-------- Selection

Honestly I find the live action remakes of animated films Disney's doing to be pretty disgusting and tactless. They're nothing but shameless Nostalgia cash grabs and insults to the Hard working animators that made set originals.

Plus they don't have anywhere near the soul the originals do.

Eagerly Awaiting Animal Crossing for Switch!

RR529

Alita: Battle Angel (theater) - Apparently this was helmed by the same creative team that made Avatar, so my brother (who is a major fan of that film) invited me to go see it with him (in 3D, to boot). Not sure how faithful it is to the source material (though apparently it's a bit of a passion project for James Cameron as a fan of the original, so I'm guessing it followed the manga closer than these things tend to), but just as a movie watching experience it's leagues above any other live action manga/game adaptation I've seen.

It's absolutely full of awesome cyborg on cyborg combat, with a richly detailed sci-fi world, and I thought the 3D was pretty fantastic. Alita herself is a fully CG character (made to look mostly realistic, just with slightly exaggerated facial features to hit a balance between realism and her original manga appearance) amongst a cast of mostly live-action actors, but it worked for me so much that I never really noticed while watching (maybe it was because she technically isn't human, and/or the handful of other CG cyborgs sprinkled in). My only real issue is that they built up a big bad that she wasn't able to confront by the film's end, setting up for a sequel we may never get due to how well manga adaptations tend to pan out. I know they probably can't fit the entirety of the manga's story into one movie without major pacing issues, but I at least wish they were more subtle about the big bad's presence in a way they could still set up for the sequel, while making the villain she does confront seem more meaningful.

Ant-Man & the Wasp (Netflix) - Not quite as fun as the first film, but still a good watch.

----------------
-------- Data shown

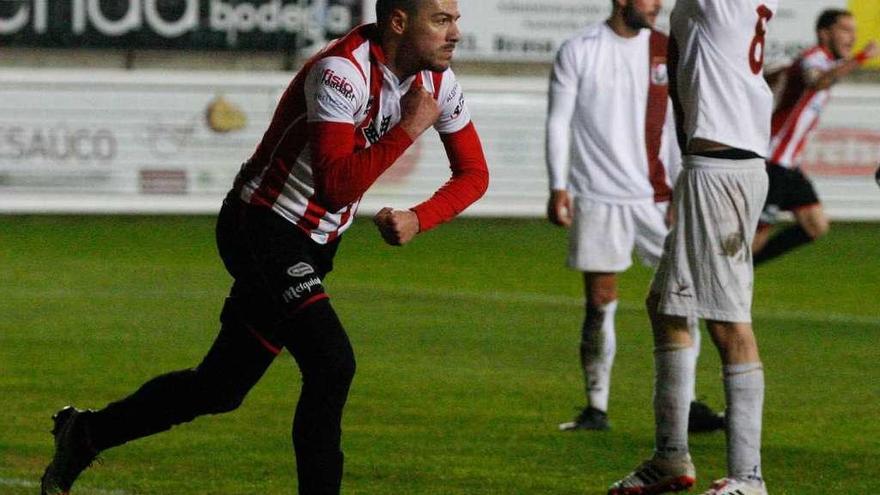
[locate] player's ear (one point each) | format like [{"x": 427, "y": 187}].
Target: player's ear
[{"x": 398, "y": 21}]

----------------

Exercise set:
a. Can you write out the movie posts between "Honestly I find" and "adaptation I've seen.", inclusive?
b. Which films do the movie posts name by title?
You can set the material aside; none of it is needed.

Expected results:
a.
Honestly I find the live action remakes of animated films Disney's doing to be pretty disgusting and tactless. They're nothing but shameless Nostalgia cash grabs and insults to the Hard working animators that made set originals.

Plus they don't have anywhere near the soul the originals do.

Eagerly Awaiting Animal Crossing for Switch!

RR529

Alita: Battle Angel (theater) - Apparently this was helmed by the same creative team that made Avatar, so my brother (who is a major fan of that film) invited me to go see it with him (in 3D, to boot). Not sure how faithful it is to the source material (though apparently it's a bit of a passion project for James Cameron as a fan of the original, so I'm guessing it followed the manga closer than these things tend to), but just as a movie watching experience it's leagues above any other live action manga/game adaptation I've seen.

b.
Alita: Battle Angel
Avatar
Ant-Man & the Wasp